• **INSTRUCTION**
Copy the text of every entry below word for word, leaving out the pictures.

>>>

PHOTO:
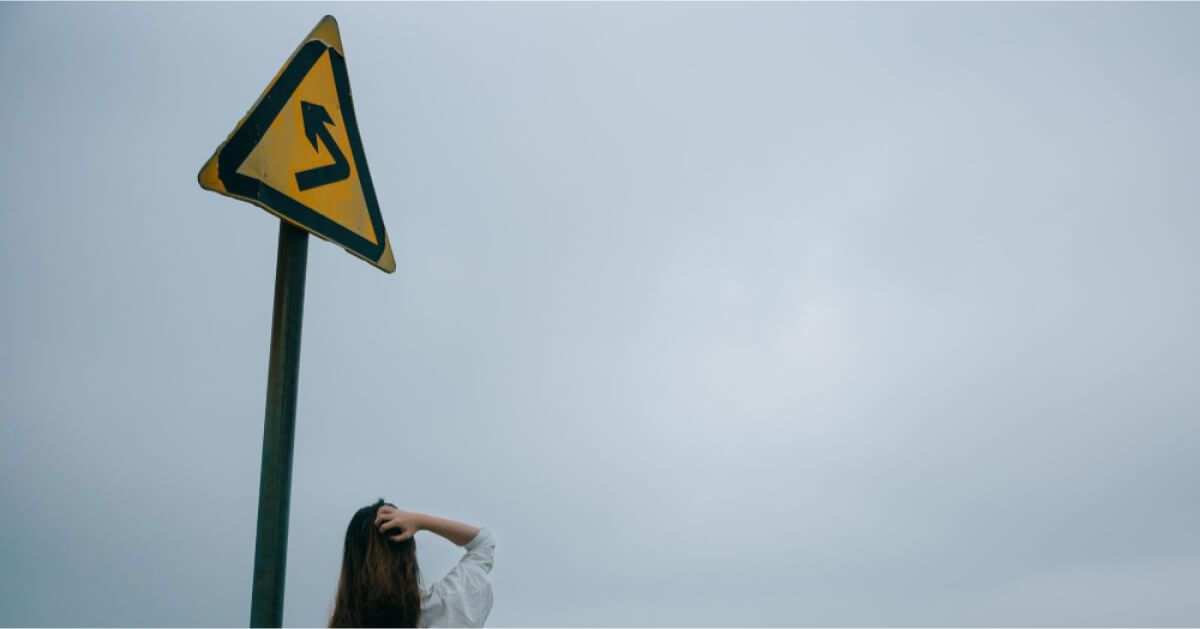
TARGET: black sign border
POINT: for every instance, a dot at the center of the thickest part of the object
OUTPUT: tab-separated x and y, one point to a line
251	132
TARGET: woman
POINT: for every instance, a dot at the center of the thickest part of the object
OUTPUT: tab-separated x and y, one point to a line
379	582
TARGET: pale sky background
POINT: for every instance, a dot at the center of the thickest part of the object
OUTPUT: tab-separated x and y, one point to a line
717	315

<<<

• **CORRECT OUTPUT**
PHOTO:
TARGET: black sign border
POINT: for every instance, a dot at the center of the thickest part of the object
OUTPUT: tab-separated x and y, one point to a line
251	132
TARGET: woman
POINT: for every instance, a dot at the center of the thickest part of the object
OUTPUT: tab-separated x and y, one point to a line
379	582
TARGET: pale sky background
POINT: for every instance, a dot at the center of the thickest part of the object
OUTPUT: tab-separated x and y, one point to a line
717	315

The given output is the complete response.